→ **Lesetext**:
━━━━━━━━━━

Eine Nacht auf dem Kutter von Fischer Peter Dietze aus Niendorf

Still liegt die Nacht über dem Hafen von Niendorf. Es ist 2.17 Uhr, aber Peter Dietze ist hellwach: Wenn alle anderen schlafen, fängt er an zu arbeiten - und sticht in See. Dietze ist Fischer. Seit 2013 gehört ihm neben seiner Tätigkeit als Fischer auch der Verkaufsstand „Schupp den Fisch" am Niendorfer Hafen, der ganz am Ende der Kette kleiner Holzschuppen liegt, die frischen Fisch verkaufen.


Das weiße Flutlicht von Dietzes Kutter „Northwestern" erhellt alles um ihn herum. Aus der Kajüte ertönen die ersten Takte von „Dance with somebody". Mit unbewegter Miene stapelt Dietze Kisten, befreit Netze von Algen und macht das kleine Boot startklar für die Fahrt.


Ein Arbeitsalltag in Bewegung

Mit einem lauten Knattern durchschneidet der Motor des Kutters die Stille der Nacht. Der scharfe Geruch von Diesel hängt in der Luft. Von Idylle kann kaum noch die Rede sein, auch wenn Dietze das anders sieht: „Dass man allein auf See ist und keiner einen vollquatscht und Vorschriften macht, ist doch gerade das Schöne an dieser Arbeit. Das gibt es ja sonst schon genug."

━━━━━━━━━━

→ **Erfasste Daten**:
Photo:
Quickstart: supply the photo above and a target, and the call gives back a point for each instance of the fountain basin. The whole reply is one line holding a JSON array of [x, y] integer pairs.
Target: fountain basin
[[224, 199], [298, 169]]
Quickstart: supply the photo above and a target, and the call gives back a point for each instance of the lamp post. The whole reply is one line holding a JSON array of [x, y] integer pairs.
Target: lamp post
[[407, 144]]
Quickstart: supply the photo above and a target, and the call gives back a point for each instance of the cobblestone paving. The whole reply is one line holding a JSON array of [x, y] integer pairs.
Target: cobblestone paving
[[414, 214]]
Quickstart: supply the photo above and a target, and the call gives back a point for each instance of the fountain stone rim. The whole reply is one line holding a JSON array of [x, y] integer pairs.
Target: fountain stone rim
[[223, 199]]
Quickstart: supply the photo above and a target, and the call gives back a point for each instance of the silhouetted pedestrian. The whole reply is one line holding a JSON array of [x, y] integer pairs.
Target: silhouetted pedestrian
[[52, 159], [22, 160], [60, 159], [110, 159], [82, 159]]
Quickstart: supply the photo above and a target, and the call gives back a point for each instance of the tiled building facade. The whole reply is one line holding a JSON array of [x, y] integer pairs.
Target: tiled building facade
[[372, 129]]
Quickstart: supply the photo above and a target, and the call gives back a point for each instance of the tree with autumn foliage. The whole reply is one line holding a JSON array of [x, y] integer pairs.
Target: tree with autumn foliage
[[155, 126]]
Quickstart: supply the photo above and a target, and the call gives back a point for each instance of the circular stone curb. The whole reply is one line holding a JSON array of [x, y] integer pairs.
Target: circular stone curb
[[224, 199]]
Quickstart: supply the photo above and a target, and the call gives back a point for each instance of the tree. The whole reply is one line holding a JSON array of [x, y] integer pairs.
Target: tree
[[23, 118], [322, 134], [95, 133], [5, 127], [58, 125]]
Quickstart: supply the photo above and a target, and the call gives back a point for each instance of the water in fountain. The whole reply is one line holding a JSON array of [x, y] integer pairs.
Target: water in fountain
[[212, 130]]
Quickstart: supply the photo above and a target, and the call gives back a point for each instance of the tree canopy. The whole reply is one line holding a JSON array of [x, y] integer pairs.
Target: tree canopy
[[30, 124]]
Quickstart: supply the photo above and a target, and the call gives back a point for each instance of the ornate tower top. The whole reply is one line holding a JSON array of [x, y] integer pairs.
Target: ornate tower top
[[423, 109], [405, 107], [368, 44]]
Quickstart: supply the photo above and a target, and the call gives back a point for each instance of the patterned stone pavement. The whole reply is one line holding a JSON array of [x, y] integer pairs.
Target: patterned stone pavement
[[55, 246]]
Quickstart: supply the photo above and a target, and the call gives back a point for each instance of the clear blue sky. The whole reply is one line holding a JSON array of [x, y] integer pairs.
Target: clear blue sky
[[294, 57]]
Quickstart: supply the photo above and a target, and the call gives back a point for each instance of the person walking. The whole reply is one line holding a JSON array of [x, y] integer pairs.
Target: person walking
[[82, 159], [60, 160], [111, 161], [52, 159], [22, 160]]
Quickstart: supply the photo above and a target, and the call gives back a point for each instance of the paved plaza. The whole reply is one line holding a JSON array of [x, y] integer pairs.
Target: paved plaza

━━━━━━━━━━

→ **Aufgaben**:
[1] Zähle alle Handlungen auf, mit denen Dietze im Lesetext sein Boot für die Fahrt vorbereitet.
[2] Seit wann gehört Dietze laut Lesetext der Verkaufsstand „Schupp den Fisch“?
Die Daten stehen in keinem Zusammenhang mit dem Lesetext.

→ **Lösungen**:
[1] Er stapelt Kisten, befreit Netze von Algen und macht das kleine Boot startklar.

[2] Seit 2013.